### Excerpted records
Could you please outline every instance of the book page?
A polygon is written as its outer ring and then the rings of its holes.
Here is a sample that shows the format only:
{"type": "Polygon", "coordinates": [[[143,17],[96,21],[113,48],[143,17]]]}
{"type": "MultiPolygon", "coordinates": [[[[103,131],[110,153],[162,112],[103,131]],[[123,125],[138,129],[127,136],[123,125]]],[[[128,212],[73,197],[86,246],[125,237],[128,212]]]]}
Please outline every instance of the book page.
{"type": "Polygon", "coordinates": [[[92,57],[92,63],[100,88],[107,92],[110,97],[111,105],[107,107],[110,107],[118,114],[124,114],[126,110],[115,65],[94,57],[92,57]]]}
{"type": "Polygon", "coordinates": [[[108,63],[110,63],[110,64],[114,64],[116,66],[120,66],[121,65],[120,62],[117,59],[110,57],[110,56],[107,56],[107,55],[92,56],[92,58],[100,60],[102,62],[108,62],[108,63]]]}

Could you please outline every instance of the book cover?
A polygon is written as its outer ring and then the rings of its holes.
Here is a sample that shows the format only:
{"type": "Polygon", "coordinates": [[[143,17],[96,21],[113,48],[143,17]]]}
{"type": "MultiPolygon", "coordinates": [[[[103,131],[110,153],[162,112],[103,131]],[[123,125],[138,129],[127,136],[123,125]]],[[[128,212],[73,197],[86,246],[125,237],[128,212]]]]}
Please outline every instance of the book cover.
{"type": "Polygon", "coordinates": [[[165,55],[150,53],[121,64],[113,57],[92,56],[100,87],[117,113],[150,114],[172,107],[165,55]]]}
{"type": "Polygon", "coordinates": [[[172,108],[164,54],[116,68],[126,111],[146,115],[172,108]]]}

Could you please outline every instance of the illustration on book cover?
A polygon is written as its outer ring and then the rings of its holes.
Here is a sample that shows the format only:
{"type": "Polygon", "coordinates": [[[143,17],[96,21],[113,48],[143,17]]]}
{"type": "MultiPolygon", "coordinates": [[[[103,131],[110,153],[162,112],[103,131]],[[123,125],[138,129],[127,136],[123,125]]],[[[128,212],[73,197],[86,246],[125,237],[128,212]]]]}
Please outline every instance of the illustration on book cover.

### Task statement
Rewrite every line of the items above as a single numbered list, omitting blank lines.

### Task solution
1. Could you please outline every instance of the book page?
2. A polygon is written as its outer ring and then the rings of its holes.
3. Here is a sample that shows the format only:
4. {"type": "Polygon", "coordinates": [[[143,17],[96,21],[113,48],[143,17]]]}
5. {"type": "MultiPolygon", "coordinates": [[[[103,131],[110,153],[162,112],[103,131]],[[123,125],[138,129],[127,136],[123,125]]],[[[128,212],[73,197],[86,246],[125,237],[128,212]]]]}
6. Please outline every instance of the book page.
7. {"type": "Polygon", "coordinates": [[[92,57],[92,63],[100,88],[107,92],[110,97],[111,105],[107,107],[110,107],[118,114],[124,114],[126,110],[115,65],[94,57],[92,57]]]}
8. {"type": "Polygon", "coordinates": [[[108,63],[110,63],[110,64],[114,64],[116,66],[120,66],[121,65],[120,62],[117,59],[110,57],[110,56],[107,56],[107,55],[92,56],[92,58],[100,60],[102,62],[108,62],[108,63]]]}
9. Could you please outline every instance of the book cover?
10. A polygon is written as its outer ring and then the rings of its holes.
11. Here is a sample that shows the format only:
12. {"type": "Polygon", "coordinates": [[[143,17],[96,21],[113,48],[143,17]]]}
13. {"type": "MultiPolygon", "coordinates": [[[[103,131],[110,153],[162,112],[103,131]],[[123,125],[138,129],[127,136],[123,125]]],[[[128,212],[73,197],[86,246],[125,237],[128,212]]]]}
14. Please outline every instance of the book cover.
15. {"type": "Polygon", "coordinates": [[[165,55],[150,53],[121,64],[113,57],[92,56],[100,87],[117,113],[150,114],[172,107],[165,55]]]}
16. {"type": "Polygon", "coordinates": [[[172,108],[164,54],[116,68],[126,111],[146,115],[172,108]]]}
17. Could you please outline every instance of the illustration on book cover?
18. A polygon is written as its outer ring and then the rings of its holes.
19. Here is a sample that shows the format only:
20. {"type": "Polygon", "coordinates": [[[143,17],[96,21],[113,48],[143,17]]]}
21. {"type": "MultiPolygon", "coordinates": [[[[103,131],[110,153],[162,112],[103,131]],[[123,125],[138,129],[127,136],[123,125]]],[[[128,212],[73,197],[86,246],[125,237],[128,212]]]]}
22. Please outline every instance of the illustration on book cover.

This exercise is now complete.